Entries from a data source
———
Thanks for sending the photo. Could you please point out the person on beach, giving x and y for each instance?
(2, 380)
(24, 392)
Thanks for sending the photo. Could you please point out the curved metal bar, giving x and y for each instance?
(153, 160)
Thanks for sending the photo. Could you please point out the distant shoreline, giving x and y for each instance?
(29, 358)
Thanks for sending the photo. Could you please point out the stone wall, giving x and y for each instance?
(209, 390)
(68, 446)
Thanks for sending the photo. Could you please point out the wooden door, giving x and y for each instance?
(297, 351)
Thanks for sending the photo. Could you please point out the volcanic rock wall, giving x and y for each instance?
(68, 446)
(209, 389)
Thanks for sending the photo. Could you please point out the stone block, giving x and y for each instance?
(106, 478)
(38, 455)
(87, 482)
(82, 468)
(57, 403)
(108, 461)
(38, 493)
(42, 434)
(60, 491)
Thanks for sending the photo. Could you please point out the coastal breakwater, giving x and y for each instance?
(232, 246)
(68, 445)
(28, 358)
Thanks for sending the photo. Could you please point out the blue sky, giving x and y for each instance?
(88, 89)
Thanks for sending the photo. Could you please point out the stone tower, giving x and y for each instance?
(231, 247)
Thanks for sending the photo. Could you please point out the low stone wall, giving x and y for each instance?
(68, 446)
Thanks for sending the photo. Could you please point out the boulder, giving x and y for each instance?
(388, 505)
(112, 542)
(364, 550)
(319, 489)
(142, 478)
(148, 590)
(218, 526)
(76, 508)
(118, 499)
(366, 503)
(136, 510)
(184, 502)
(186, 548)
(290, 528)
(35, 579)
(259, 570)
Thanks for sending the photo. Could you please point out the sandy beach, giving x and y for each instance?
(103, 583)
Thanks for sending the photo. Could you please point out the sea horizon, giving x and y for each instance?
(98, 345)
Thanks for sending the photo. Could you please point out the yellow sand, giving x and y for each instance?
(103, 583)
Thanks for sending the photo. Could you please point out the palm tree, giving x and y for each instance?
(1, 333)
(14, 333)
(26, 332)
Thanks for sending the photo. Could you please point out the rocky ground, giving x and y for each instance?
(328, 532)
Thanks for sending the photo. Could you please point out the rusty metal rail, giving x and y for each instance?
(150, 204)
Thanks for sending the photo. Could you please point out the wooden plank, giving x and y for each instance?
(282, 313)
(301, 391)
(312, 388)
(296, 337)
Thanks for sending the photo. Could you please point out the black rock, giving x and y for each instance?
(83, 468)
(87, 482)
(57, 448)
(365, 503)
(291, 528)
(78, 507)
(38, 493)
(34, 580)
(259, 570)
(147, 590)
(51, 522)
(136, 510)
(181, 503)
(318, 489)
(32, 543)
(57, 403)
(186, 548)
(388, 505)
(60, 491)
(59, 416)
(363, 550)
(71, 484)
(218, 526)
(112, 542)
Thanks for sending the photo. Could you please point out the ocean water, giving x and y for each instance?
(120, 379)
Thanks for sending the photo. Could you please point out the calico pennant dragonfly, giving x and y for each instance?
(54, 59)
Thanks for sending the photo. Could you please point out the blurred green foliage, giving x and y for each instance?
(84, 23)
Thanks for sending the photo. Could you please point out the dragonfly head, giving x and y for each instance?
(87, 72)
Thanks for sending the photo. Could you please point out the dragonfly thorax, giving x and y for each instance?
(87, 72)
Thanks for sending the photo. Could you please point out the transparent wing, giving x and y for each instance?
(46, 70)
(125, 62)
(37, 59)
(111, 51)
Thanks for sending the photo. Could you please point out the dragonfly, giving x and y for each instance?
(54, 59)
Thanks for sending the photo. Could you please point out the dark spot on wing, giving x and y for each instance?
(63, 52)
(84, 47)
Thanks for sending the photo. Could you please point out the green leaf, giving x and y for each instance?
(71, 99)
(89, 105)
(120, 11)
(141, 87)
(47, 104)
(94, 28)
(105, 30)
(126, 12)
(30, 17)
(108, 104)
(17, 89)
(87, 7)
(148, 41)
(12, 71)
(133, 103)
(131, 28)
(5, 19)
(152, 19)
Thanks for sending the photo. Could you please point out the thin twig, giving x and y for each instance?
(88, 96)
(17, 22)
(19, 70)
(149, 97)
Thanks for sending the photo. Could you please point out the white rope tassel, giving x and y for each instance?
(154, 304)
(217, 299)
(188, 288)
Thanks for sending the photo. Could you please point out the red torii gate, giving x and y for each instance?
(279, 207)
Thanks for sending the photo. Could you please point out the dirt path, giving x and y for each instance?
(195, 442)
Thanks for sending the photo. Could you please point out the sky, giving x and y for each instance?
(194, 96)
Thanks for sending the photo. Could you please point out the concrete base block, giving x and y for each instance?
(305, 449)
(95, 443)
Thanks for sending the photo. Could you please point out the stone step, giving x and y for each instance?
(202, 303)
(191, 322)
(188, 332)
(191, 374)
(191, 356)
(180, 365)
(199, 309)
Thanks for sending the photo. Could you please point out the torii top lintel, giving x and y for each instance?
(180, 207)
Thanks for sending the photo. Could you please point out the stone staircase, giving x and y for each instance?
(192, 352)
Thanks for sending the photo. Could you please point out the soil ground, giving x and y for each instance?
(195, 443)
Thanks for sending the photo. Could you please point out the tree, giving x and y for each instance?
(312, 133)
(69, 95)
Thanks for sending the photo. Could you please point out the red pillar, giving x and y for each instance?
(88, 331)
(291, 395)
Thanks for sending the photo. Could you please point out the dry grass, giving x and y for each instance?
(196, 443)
———
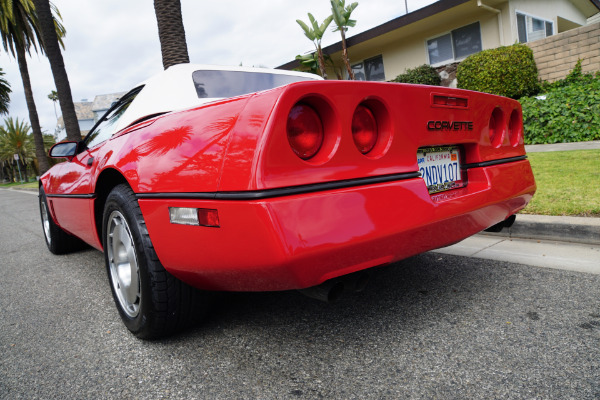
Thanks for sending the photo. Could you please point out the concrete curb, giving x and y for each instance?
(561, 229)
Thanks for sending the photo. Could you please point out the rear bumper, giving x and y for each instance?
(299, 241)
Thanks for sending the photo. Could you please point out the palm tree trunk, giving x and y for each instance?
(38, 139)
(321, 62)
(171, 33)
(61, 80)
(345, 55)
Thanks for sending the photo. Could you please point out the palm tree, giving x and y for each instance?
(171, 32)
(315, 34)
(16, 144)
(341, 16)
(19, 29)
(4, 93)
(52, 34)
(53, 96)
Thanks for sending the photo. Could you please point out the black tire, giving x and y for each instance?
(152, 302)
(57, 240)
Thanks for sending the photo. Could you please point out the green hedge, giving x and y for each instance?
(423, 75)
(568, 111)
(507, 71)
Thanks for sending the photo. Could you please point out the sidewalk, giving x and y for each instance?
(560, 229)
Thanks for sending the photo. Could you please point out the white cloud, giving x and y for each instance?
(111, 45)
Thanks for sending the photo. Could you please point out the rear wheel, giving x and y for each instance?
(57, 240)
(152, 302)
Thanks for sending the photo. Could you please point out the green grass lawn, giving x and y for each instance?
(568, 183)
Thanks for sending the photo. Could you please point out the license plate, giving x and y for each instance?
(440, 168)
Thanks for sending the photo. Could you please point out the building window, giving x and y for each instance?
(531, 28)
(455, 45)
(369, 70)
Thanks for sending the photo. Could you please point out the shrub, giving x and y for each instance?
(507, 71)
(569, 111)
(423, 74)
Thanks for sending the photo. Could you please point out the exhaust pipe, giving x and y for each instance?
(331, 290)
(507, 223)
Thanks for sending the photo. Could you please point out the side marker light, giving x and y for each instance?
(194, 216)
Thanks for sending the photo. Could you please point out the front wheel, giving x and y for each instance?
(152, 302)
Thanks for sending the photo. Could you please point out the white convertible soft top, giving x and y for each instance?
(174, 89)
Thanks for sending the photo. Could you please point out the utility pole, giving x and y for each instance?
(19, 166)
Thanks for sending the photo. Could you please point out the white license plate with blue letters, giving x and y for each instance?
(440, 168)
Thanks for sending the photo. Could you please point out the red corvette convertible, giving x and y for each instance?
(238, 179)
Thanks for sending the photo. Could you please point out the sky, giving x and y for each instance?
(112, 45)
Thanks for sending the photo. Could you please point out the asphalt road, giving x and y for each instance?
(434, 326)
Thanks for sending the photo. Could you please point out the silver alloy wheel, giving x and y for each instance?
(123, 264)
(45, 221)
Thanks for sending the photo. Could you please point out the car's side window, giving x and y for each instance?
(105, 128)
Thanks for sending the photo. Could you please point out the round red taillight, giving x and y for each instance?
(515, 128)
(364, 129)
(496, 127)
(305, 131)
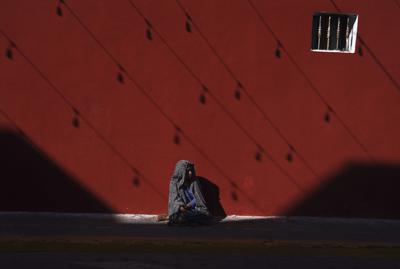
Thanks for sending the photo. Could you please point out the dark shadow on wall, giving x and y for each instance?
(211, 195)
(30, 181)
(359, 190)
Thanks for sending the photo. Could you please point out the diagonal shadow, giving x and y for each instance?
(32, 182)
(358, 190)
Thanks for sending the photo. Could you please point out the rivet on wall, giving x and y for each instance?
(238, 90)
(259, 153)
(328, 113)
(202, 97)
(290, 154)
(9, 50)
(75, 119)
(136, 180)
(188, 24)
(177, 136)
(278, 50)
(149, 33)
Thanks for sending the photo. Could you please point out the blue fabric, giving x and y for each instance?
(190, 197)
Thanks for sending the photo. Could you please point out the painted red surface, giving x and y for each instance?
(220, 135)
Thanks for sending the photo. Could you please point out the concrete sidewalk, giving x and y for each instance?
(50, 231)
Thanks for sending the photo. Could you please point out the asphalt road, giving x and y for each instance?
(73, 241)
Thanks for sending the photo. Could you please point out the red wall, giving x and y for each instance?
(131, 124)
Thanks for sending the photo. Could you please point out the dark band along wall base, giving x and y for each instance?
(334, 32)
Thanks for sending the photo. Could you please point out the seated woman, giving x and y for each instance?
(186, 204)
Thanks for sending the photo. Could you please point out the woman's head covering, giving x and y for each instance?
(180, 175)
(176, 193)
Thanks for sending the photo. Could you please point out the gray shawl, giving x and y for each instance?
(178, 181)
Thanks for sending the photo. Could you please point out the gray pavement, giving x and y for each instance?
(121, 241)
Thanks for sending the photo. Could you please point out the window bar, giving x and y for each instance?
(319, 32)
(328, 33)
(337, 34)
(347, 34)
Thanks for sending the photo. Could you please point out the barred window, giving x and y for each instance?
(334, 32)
———
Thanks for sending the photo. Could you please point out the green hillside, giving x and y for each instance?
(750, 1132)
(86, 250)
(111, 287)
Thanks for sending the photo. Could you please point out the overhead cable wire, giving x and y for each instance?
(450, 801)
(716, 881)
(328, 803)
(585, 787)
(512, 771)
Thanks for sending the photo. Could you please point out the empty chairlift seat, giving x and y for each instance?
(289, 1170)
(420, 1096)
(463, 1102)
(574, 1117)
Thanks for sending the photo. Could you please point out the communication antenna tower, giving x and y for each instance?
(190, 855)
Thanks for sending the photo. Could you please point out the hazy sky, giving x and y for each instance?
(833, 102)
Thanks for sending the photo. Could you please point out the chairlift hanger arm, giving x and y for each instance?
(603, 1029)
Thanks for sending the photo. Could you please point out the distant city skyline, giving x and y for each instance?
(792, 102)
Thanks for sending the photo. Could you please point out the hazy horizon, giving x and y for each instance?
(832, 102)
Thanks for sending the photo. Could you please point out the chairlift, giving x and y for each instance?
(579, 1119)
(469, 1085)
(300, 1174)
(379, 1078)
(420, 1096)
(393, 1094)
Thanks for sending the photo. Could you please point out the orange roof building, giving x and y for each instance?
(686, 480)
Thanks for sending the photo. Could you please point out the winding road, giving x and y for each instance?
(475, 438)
———
Count the lines in the entries above that contain the word "black" and give only that number.

2